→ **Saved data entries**
□ □ □

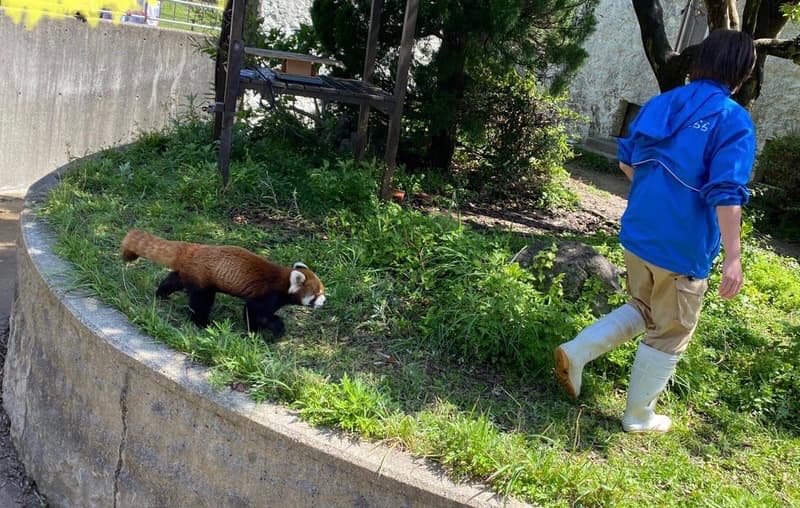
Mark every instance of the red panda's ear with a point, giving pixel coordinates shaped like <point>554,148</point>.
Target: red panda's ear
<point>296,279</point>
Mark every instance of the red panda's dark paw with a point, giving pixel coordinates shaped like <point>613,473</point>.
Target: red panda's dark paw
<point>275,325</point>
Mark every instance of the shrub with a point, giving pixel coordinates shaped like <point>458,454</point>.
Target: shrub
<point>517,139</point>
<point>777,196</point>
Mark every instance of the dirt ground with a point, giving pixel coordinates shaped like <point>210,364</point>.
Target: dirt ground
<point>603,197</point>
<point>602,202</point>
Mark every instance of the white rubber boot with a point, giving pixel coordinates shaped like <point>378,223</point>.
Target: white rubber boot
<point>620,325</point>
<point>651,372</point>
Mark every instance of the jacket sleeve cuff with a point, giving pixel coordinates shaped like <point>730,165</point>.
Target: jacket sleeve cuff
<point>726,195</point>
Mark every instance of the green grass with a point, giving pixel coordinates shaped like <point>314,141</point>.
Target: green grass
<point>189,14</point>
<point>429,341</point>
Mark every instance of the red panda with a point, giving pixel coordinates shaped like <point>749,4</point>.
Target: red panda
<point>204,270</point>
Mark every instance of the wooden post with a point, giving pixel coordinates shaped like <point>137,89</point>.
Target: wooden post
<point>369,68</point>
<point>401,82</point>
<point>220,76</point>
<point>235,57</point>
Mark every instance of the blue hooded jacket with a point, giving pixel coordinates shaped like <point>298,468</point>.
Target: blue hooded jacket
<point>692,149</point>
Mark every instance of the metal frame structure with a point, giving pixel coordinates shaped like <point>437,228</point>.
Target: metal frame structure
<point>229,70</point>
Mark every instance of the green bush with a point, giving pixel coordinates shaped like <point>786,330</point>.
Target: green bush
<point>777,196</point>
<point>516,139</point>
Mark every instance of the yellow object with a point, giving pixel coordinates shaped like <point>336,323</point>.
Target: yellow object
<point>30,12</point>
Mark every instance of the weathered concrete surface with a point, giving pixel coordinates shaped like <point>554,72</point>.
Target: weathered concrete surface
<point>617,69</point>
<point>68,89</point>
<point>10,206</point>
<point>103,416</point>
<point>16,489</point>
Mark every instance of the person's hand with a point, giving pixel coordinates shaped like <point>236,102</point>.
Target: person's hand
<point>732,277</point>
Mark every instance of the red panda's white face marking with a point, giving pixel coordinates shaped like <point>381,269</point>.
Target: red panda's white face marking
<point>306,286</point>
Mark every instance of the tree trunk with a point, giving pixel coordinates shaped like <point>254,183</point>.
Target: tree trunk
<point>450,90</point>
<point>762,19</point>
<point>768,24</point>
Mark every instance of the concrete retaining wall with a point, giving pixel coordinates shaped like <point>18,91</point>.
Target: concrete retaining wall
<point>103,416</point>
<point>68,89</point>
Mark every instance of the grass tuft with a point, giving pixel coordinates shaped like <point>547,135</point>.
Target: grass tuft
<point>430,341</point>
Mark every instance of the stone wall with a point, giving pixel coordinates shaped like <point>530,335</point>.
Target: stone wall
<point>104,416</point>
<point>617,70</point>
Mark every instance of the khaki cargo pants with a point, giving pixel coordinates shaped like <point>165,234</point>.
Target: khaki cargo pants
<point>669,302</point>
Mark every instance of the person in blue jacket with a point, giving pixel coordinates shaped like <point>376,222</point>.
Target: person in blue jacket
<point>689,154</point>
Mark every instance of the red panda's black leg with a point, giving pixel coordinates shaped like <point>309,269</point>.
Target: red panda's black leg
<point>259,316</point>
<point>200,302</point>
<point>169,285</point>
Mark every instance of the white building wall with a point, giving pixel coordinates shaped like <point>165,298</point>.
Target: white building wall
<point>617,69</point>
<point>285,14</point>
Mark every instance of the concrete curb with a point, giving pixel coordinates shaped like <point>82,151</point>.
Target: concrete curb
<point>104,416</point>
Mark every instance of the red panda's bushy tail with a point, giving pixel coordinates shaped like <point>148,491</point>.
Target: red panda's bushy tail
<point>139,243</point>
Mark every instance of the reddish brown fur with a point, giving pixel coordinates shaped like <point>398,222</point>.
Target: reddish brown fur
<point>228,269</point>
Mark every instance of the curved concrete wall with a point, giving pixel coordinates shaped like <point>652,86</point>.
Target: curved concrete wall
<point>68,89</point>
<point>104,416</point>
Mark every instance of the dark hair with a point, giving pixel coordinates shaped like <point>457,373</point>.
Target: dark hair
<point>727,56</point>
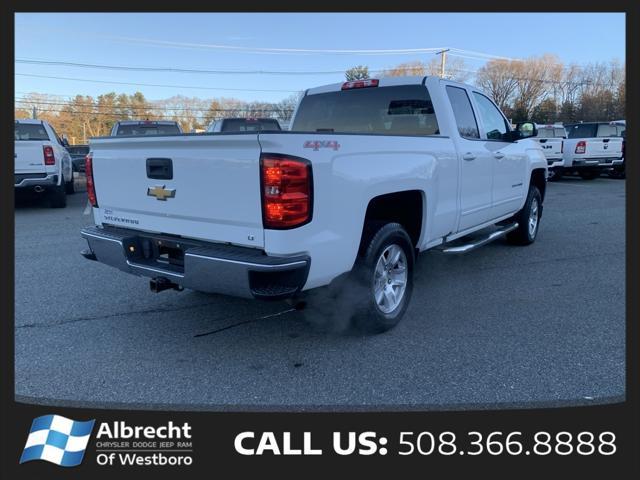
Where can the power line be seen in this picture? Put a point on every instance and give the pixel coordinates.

□ □ □

→ **Exercise**
Should the entries hold any pictures, please omit those and print the remaining text exactly.

→ **Task response**
Mark every instance of the red panda's ear with a point, giving pixel coordinates shaped like <point>554,148</point>.
Target: red panda's ear
<point>296,279</point>
Mark every instance of the red panda's dark paw with a point, giving pixel coordinates shaped like <point>613,473</point>.
Target: red panda's dark paw
<point>275,325</point>
Mark every instance of the shrub with a point, giving pixel coordinates shaped like <point>458,454</point>.
Target: shrub
<point>517,139</point>
<point>777,196</point>
Mark every instance of the dirt ground with a point, giving pixel coordinates shaped like <point>210,364</point>.
Target: dirt ground
<point>603,197</point>
<point>602,202</point>
Mark every instance of the white rubber boot with a point, giving pixel coordinates shaped like <point>378,223</point>.
Target: white rubber boot
<point>620,325</point>
<point>651,372</point>
Mark every instance of the jacket sleeve cuff with a point, giving pixel coordinates shaped like <point>730,165</point>.
Target: jacket sleeve cuff
<point>726,195</point>
Mark every instance of the green grass with a point, giving pixel coordinates shaped like <point>314,141</point>.
Target: green grass
<point>189,14</point>
<point>429,341</point>
Mark every instance of the red panda with a point, giving pixel coordinates shaped like <point>749,4</point>.
Target: red panda
<point>204,270</point>
Mark every instance of the wooden post with a point, giving pixel coordinates shaped like <point>137,89</point>.
Target: wooden post
<point>369,68</point>
<point>401,82</point>
<point>220,76</point>
<point>235,57</point>
Mark every instance of the blue hooded jacket with a point, giving pixel coordinates shaped like <point>298,468</point>.
Target: blue hooded jacket
<point>692,149</point>
Mark every instance of the metal frame structure with a point, giving pixel coordinates shaped like <point>437,228</point>.
Target: metal frame structure
<point>229,70</point>
Mark every instance of the green bush with a point, giving pixel coordinates shaped like <point>786,330</point>.
Target: green bush
<point>777,196</point>
<point>516,139</point>
Mark every instance of the yellow object with a point, giving pixel coordinates shaped like <point>336,323</point>.
Target: yellow object
<point>30,12</point>
Mark every instance of the weathered concrete surface with a point, giving pixel coordinates shaped like <point>554,72</point>.
Target: weathered concrete surface
<point>617,69</point>
<point>68,89</point>
<point>10,206</point>
<point>103,416</point>
<point>16,489</point>
Mark every instance of the person's hand with a point, giving pixel coordinates shaped like <point>236,102</point>.
Target: person's hand
<point>732,277</point>
Mark every instance of the red panda's white face marking with a point, giving pixel coordinates shaped like <point>381,269</point>.
Target: red panda's white face marking
<point>306,286</point>
Mark every instance of the tree trunk with a point, giving pixel coordinates shaped like <point>254,183</point>.
Target: tree trunk
<point>450,90</point>
<point>762,19</point>
<point>768,24</point>
Mark every instance of the concrete retaining wall with a point, giving pixel coordinates shaped like <point>18,91</point>.
Target: concrete retaining wall
<point>103,416</point>
<point>68,89</point>
Mark every instance of the grass tuft with a point, giving pixel coordinates shaped like <point>547,135</point>.
Target: grass tuft
<point>430,341</point>
Mark every instance of the stone wall with a point, giving pixel coordinates shaped like <point>530,335</point>.
Target: stone wall
<point>104,416</point>
<point>617,70</point>
Mark every instance of the khaki cargo pants with a point, giving pixel coordinates shaped like <point>165,234</point>.
Target: khaki cargo pants
<point>669,302</point>
Mark every instance of the person in blue jacket with a point, giving pixel coordinates shaped like <point>376,222</point>.
Target: person in blue jacket
<point>689,154</point>
Mark every instance of the red panda's black leg with a point, giving pixel coordinates shaped like <point>309,269</point>.
Target: red panda's black leg
<point>259,316</point>
<point>200,302</point>
<point>169,285</point>
Mark every instance of the white building wall with a point, giving pixel coordinates shaped like <point>165,298</point>.
Target: white building wall
<point>617,69</point>
<point>285,14</point>
Mark every instance of the concrete curb with a point, giving pixel coordinates shaped like <point>82,151</point>.
Target: concrete curb
<point>104,416</point>
Mark every instance of the red panda's bushy tail with a point, giving pixel coordinates shaped like <point>148,491</point>.
Target: red panda's bushy tail
<point>139,243</point>
Mark every instance of the reddish brown fur with a point, giving pixel coordinates shaped like <point>398,222</point>.
Target: reddish brown fur
<point>228,269</point>
Mark every instance of the curved concrete wall with a point, giving pixel coordinates shaped like <point>652,86</point>.
Target: curved concrete wall
<point>68,89</point>
<point>104,416</point>
Mark every instance of the dark hair with a point, giving pixel coordinates shaped like <point>457,373</point>.
Target: dark hair
<point>727,56</point>
Where can the power line be seen in this picture? Put a point on every instance and give the pixel coordinates.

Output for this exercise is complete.